Work instructions.
A word-for-word restatement of the listing is the only acceptable answer.

Information shown.
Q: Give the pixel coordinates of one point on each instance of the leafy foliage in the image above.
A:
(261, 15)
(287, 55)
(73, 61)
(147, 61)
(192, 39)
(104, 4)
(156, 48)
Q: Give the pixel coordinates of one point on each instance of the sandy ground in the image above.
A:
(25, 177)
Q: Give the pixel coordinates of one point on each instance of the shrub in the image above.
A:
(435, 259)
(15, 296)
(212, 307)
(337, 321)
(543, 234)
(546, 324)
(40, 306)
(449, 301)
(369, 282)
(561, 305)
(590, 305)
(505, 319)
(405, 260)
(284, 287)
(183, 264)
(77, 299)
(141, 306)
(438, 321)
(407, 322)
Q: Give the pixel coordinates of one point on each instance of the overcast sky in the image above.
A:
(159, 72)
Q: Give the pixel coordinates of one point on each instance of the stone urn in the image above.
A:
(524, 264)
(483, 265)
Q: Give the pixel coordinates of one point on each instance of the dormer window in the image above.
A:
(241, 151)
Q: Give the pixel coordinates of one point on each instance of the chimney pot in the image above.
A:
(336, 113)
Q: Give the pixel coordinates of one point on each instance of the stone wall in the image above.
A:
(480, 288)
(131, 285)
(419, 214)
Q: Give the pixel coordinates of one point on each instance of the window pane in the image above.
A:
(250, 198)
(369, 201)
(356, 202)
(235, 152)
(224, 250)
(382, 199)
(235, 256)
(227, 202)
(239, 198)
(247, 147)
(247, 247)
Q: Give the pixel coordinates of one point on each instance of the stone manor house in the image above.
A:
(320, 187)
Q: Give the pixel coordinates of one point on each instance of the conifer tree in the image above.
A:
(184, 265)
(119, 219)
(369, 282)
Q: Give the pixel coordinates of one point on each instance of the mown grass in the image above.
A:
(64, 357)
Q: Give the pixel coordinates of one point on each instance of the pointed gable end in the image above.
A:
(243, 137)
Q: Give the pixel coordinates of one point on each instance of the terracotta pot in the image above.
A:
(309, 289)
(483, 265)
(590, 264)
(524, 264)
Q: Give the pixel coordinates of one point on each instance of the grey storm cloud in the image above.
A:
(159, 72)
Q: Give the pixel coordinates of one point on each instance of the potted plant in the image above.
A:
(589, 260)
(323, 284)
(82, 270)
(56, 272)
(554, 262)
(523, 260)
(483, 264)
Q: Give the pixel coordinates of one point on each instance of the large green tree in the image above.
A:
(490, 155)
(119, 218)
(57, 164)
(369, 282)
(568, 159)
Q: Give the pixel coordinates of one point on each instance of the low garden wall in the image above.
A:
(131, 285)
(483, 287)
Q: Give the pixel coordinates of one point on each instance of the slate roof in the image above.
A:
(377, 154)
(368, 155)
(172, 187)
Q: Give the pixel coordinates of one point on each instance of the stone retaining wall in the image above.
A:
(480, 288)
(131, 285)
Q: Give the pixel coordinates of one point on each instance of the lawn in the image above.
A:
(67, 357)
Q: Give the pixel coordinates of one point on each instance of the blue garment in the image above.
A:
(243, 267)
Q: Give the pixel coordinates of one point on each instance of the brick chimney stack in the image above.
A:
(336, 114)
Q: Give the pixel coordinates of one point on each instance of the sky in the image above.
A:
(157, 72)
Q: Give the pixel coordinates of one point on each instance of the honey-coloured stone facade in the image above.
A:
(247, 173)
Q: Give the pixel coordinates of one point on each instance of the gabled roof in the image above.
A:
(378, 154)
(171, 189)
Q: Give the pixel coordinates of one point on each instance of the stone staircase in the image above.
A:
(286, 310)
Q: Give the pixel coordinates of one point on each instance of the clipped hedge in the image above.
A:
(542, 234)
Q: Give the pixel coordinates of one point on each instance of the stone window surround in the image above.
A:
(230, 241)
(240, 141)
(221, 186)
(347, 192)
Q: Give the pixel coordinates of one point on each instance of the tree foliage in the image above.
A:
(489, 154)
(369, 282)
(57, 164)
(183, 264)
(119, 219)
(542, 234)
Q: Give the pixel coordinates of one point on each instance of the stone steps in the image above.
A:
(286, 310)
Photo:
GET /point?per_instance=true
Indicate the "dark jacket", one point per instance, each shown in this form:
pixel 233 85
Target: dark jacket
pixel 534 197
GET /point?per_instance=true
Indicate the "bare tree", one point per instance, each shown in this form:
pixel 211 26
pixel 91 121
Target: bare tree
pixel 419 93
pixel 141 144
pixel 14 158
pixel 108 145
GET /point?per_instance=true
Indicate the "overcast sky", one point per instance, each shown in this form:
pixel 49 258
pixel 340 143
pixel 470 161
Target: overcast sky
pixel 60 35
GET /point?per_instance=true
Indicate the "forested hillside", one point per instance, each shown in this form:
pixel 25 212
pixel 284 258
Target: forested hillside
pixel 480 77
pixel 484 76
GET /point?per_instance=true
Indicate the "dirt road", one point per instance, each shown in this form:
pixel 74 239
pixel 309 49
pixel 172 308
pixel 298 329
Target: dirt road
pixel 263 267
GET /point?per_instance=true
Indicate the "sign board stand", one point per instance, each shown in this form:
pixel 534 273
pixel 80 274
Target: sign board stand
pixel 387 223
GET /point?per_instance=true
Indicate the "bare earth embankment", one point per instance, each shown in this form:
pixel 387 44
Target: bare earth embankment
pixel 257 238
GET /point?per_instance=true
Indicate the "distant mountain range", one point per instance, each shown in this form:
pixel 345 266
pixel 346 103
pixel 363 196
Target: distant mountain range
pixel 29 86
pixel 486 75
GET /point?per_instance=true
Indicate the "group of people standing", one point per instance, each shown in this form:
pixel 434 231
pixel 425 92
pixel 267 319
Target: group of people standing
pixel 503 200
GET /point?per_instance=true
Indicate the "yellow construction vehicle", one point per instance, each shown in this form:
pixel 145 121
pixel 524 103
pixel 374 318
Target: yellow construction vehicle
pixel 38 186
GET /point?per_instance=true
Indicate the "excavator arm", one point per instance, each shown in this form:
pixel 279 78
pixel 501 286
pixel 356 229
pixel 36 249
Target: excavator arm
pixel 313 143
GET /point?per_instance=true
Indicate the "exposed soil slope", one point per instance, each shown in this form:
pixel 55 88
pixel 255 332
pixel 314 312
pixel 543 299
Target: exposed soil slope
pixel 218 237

Answer to this exercise.
Q: Give the pixel coordinates of one point on each instance of the leafy foliage in the image above.
A:
(261, 15)
(287, 55)
(73, 61)
(147, 61)
(192, 39)
(104, 4)
(156, 48)
Q: Give the pixel coordinates of one point on each instance of the sandy ground in the image above.
A:
(25, 177)
Q: Give the pixel coordinates of one point on each instance of the shrub in the image above.
A:
(435, 259)
(15, 296)
(212, 307)
(337, 321)
(543, 234)
(546, 324)
(40, 306)
(449, 301)
(369, 282)
(561, 305)
(590, 305)
(505, 319)
(405, 260)
(284, 287)
(183, 264)
(77, 299)
(141, 306)
(438, 321)
(407, 322)
Q: Give the pixel coordinates of one point on each instance of the overcast sky in the image above.
A:
(159, 72)
Q: Give the pixel coordinates of one point on each instance of the stone urn in the image above.
A:
(524, 264)
(483, 265)
Q: Give the pixel coordinates of one point on each instance of the dormer window in the image above.
A:
(241, 151)
Q: Give the pixel coordinates of one point on each instance of the chimney pot in the image above.
A:
(336, 113)
Q: Give the pixel coordinates of one point on each instance of the stone wall in the image above.
A:
(480, 288)
(131, 285)
(419, 214)
Q: Give the pixel coordinates of one point on each instance of the window pane in the image above.
A:
(250, 198)
(369, 201)
(356, 202)
(235, 152)
(224, 250)
(382, 199)
(235, 256)
(227, 202)
(239, 198)
(247, 147)
(247, 247)
Q: Give the pixel coordinates of one point on each instance of the stone manor house in the image above.
A:
(320, 187)
Q: Give the pixel coordinates of one point on each instance of the conifer tree in the image above.
A:
(184, 265)
(119, 219)
(369, 282)
Q: Give the pixel coordinates of one point on each instance of the mown grass in the image above.
A:
(64, 357)
Q: Give the pixel coordinates of one point on each instance of the pointed gable end in the image above.
A:
(243, 137)
Q: Give the pixel coordinates of one point on each instance of the terracotta pot in the image above.
A:
(309, 289)
(483, 265)
(590, 264)
(524, 264)
Q: Give the pixel coordinates of one point on each instance of the grey storm cloud in the image above.
A:
(159, 72)
Q: Give the pixel coordinates of one point on each instance of the potted plant in the image above.
A:
(589, 260)
(323, 284)
(82, 270)
(56, 272)
(554, 262)
(523, 260)
(483, 264)
Q: Give the pixel coordinates of one point on each instance of the large green tree in the image above.
A:
(490, 155)
(119, 218)
(57, 164)
(369, 282)
(568, 159)
Q: Give the pixel coordinates of one point on each instance of the low garden wall in the image above.
A:
(131, 285)
(483, 287)
Q: Give the pixel coordinates of one point on each instance of the slate roof in the image above.
A:
(377, 154)
(368, 155)
(172, 187)
Q: Give the pixel coordinates of one point on each instance of the stone retaining wall in the image above.
A:
(480, 288)
(131, 285)
Q: Give the pixel coordinates of one point on each instance of the lawn in the image above.
A:
(67, 357)
Q: Give the pixel coordinates of one point on each instance of the blue garment in the image above.
A:
(243, 267)
Q: Give the pixel coordinates of one point on each instance of the brick chimney stack in the image above.
A:
(336, 114)
Q: Give the pixel coordinates of one point on each instance of the sky in the image above.
A:
(157, 72)
Q: Give the pixel coordinates of one point on each instance of the honey-coloured stone facade in the image above.
A:
(247, 173)
Q: Give the pixel coordinates of one point on each instance of the gabled roof in the image above.
A:
(378, 154)
(171, 189)
Q: Give the pixel coordinates of one point on each instance of the stone staircase in the image above.
A:
(286, 310)
Q: Give the pixel coordinates of one point on each instance of the clipped hedge in the image above.
A:
(542, 234)
Q: Give the pixel coordinates of one point on each instance of the stone window surround in the image above.
A:
(230, 241)
(240, 141)
(221, 186)
(347, 192)
Q: Give the pixel coordinates of one point on each instance of the tree foliage in the image above.
A:
(489, 154)
(369, 282)
(57, 164)
(183, 264)
(119, 219)
(542, 234)
Q: Give the pixel coordinates of one point on each instance of the stone steps in the image above.
A:
(286, 310)
Photo:
GET /point?per_instance=true
Indicate the "dark jacket", one point per instance, each shown in this form:
pixel 233 85
Target: dark jacket
pixel 534 197
GET /point?per_instance=true
Indicate the "bare tree", one point per instance, each shown in this form:
pixel 211 26
pixel 91 121
Target: bare tree
pixel 419 93
pixel 141 144
pixel 14 158
pixel 108 145
GET /point?per_instance=true
Indicate the "overcast sky", one point per instance, each shown in this form:
pixel 49 258
pixel 340 143
pixel 470 161
Target: overcast sky
pixel 60 35
GET /point?per_instance=true
Indicate the "forested hillside", one point per instance, each shown in this form:
pixel 25 212
pixel 284 258
Target: forested hillside
pixel 480 77
pixel 484 76
GET /point?per_instance=true
Indicate the "dirt road", one point per instance, each shown in this form:
pixel 74 239
pixel 309 49
pixel 172 308
pixel 298 329
Target: dirt road
pixel 263 267
GET /point?per_instance=true
Indicate the "sign board stand", one point per instance, each shown in this form:
pixel 534 273
pixel 80 274
Target: sign board stand
pixel 387 223
GET /point?per_instance=true
Indicate the "bare earth embankment", one point per instance, each shown in this form:
pixel 387 44
Target: bare earth embankment
pixel 257 238
GET /point?per_instance=true
Indicate the "distant mountain range", one point per instance, each shown in this form:
pixel 345 266
pixel 346 103
pixel 363 196
Target: distant mountain range
pixel 29 86
pixel 486 75
GET /point?per_instance=true
Indicate the "group of people standing", one point per instance, each shown in this form:
pixel 434 231
pixel 425 92
pixel 267 319
Target: group of people standing
pixel 503 200
GET /point?per_instance=true
Indicate the "yellow construction vehicle", one point per instance, each shown in this form:
pixel 145 121
pixel 524 103
pixel 374 318
Target: yellow construction vehicle
pixel 38 186
GET /point?per_instance=true
Indicate the "excavator arm", one point per instance, each shown in this form:
pixel 279 78
pixel 501 286
pixel 356 229
pixel 36 249
Target: excavator arm
pixel 313 143
GET /point?per_instance=true
Indicate the "exposed soil slope", one point per instance, each shown in this form:
pixel 55 88
pixel 255 332
pixel 314 312
pixel 543 299
Target: exposed soil slope
pixel 218 237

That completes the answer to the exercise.